▶ **Exercise details**:
Every entry below is to be copied exactly, with nothing omitted.

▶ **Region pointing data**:
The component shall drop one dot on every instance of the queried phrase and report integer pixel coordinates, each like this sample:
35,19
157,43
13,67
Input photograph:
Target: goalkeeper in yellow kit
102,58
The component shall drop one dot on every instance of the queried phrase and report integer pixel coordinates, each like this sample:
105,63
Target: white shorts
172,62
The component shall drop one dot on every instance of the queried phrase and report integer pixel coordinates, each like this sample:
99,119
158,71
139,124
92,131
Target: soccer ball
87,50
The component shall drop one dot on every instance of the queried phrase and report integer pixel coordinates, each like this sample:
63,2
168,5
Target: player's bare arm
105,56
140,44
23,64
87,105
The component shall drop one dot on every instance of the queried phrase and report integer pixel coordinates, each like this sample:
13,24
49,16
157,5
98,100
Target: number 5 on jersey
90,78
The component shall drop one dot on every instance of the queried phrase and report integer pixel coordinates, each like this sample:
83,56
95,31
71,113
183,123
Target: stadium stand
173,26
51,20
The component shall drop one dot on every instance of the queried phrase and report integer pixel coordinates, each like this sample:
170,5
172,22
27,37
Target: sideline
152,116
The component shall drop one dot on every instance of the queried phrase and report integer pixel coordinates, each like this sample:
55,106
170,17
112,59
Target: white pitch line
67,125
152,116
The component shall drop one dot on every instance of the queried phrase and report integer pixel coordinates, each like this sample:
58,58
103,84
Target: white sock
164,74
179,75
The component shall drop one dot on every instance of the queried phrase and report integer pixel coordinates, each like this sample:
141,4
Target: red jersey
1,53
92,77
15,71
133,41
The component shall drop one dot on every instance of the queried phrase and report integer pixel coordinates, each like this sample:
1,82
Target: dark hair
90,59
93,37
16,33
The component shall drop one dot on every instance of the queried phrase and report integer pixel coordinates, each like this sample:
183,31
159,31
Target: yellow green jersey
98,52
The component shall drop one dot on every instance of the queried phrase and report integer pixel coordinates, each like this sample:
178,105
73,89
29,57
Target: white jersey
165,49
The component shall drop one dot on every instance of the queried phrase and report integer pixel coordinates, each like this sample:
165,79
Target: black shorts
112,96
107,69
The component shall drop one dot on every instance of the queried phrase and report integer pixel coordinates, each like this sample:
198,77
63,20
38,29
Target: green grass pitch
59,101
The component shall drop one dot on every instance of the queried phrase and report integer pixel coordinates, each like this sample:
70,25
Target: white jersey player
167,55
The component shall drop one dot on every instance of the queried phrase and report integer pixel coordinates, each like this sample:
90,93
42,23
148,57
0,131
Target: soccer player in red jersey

▶ **Task result**:
The component shall drop one dot on every instance of the queried phrase and report integer pixel coordinates, each like this sample:
35,19
157,43
13,67
Input photograph:
Target: goalkeeper in yellow kit
102,58
The component shall drop one dot on every instance of the queried phrase and report integer pixel coordinates, each like this sample:
105,63
Target: white shorts
172,62
The component shall drop one dot on every instance of the queried phrase and report integer pixel coordinates, each like this sample:
99,119
158,71
139,124
92,131
Target: soccer ball
87,50
The component shall drop one dot on every instance of the queried phrase and report integer pixel coordinates, each like this sample:
63,2
168,5
Target: player's bare arm
105,56
140,44
23,64
87,105
The component shall drop one dot on every instance of the queried phrase and report integer pixel coordinates, each like this sample:
13,24
49,16
157,5
98,100
Target: number 5 on jersey
90,78
The component shall drop one dot on every instance of the queried phrase and report integer pixel coordinates, each like this sample:
83,56
95,31
71,113
183,123
Target: stadium stand
173,26
51,20
The component shall drop one dot on every instance of the queried phrase and report integer pixel coordinates, each like this sample:
170,5
172,22
27,37
Target: sideline
152,116
The component shall drop one dot on every instance of the queried phrase and report integer pixel coordinates, each like this sample:
55,106
170,17
112,59
Target: white pitch line
67,125
152,116
The component shall drop one dot on every instance of the queried phrase and report integer pixel coordinates, each like this sample:
58,58
103,84
Target: white sock
164,74
179,75
The component shall drop one dot on every instance of the queried phrase and report integer pixel coordinates, each like this sample:
141,4
Target: red jersey
1,53
92,77
15,71
133,41
The component shall drop one dot on every instance of the queried phrase and report integer pixel coordinates, each like this sample:
1,82
Target: dark hair
90,59
93,37
16,33
The component shall drop one dot on every instance of the queried phrase and report integer pixel coordinates, each like this sample:
183,31
159,31
Target: yellow green jersey
98,52
The component shall drop one dot on every instance of the queried phrase and report integer pixel coordinates, each like this sample:
178,105
73,89
29,57
Target: white jersey
165,49
The component shall drop one dot on every instance of the queried phrase and report integer pixel coordinates, each like this sample:
165,79
Target: black shorts
112,96
107,69
The component shall drop one dot on every instance of the queried phrase and report integer pixel coordinates, each like this sample:
198,77
63,20
38,29
Target: green grass pitch
59,101
The component shall drop one dot on every instance of the queried phrase and report integer pixel coordinates, each like this sample:
70,25
Target: white jersey player
167,55
The component shall drop one dot on every instance of the queried phrase and report integer pixel coordinates, each like this sample:
90,93
42,23
148,57
0,131
Target: soccer player in red jersey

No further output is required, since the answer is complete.